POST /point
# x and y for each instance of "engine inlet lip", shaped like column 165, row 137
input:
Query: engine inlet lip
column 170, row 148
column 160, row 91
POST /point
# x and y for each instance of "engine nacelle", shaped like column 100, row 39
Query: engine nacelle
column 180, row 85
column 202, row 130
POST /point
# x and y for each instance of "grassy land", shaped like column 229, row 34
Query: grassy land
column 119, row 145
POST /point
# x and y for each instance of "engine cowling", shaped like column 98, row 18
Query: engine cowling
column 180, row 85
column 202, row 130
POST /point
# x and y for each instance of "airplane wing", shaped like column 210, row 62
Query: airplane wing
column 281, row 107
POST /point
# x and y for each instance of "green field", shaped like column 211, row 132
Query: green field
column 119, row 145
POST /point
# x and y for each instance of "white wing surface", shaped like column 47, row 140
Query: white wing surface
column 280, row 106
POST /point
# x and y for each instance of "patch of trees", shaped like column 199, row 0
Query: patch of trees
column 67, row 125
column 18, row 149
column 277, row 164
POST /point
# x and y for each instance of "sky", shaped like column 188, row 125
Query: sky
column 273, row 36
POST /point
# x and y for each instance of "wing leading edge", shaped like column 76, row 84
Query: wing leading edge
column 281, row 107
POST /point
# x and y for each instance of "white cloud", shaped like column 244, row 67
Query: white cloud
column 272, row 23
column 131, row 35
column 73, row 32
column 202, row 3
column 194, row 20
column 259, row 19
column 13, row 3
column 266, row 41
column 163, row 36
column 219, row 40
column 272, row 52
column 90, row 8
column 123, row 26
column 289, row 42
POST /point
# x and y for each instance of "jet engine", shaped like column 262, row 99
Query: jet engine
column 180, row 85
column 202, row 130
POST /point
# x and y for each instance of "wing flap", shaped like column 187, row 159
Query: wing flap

------------------------------------------------

> What you have to do
Copy all the items above, replacing every "Query" with "Search" and changing nothing else.

> Finished exercise
POST /point
# x and y for each instance of "engine inlet lip", shaped like column 165, row 137
input:
Search: engine inlet lip
column 170, row 148
column 160, row 91
POST /point
# x and y for each instance of "engine nacelle", shaped like column 100, row 39
Search: engine nacelle
column 180, row 85
column 202, row 130
POST /point
# x and y for each instance of "grassy land", shaped like column 229, row 34
Search: grassy land
column 119, row 145
POST /point
# x and y for each instance of "engine cowling", shaped like column 98, row 18
Search: engine cowling
column 180, row 85
column 202, row 130
POST /point
# x and y for each instance of "airplane wing", shaped like column 210, row 62
Search: airplane wing
column 281, row 107
POST /point
# x and y for each instance of "green field", shaped like column 211, row 132
Search: green field
column 119, row 145
POST /point
# x and y for each instance of "white wing surface", shaped like column 47, row 140
Search: white wing surface
column 280, row 106
POST /point
# x and y for each instance of "patch of trees", shaped like column 199, row 0
Search: patch of trees
column 67, row 125
column 18, row 149
column 277, row 164
POST /point
# x and y for each instance of "sky", shaped like column 188, row 125
Search: sky
column 273, row 36
POST /point
# x and y for each instance of "wing leading edge", shaped like column 76, row 84
Search: wing leading edge
column 281, row 107
POST /point
# x and y for each instance of "white cloud", shaped like column 244, row 67
Search: white cloud
column 272, row 23
column 131, row 35
column 73, row 32
column 202, row 3
column 194, row 20
column 259, row 19
column 13, row 3
column 266, row 41
column 163, row 36
column 219, row 40
column 272, row 52
column 90, row 8
column 123, row 26
column 289, row 42
POST /point
# x and y for each instance of "jet engine", shaped like column 262, row 99
Search: jet engine
column 180, row 85
column 202, row 130
POST /point
# x and y for each instance of "wing flap", shaped like column 187, row 159
Search: wing flap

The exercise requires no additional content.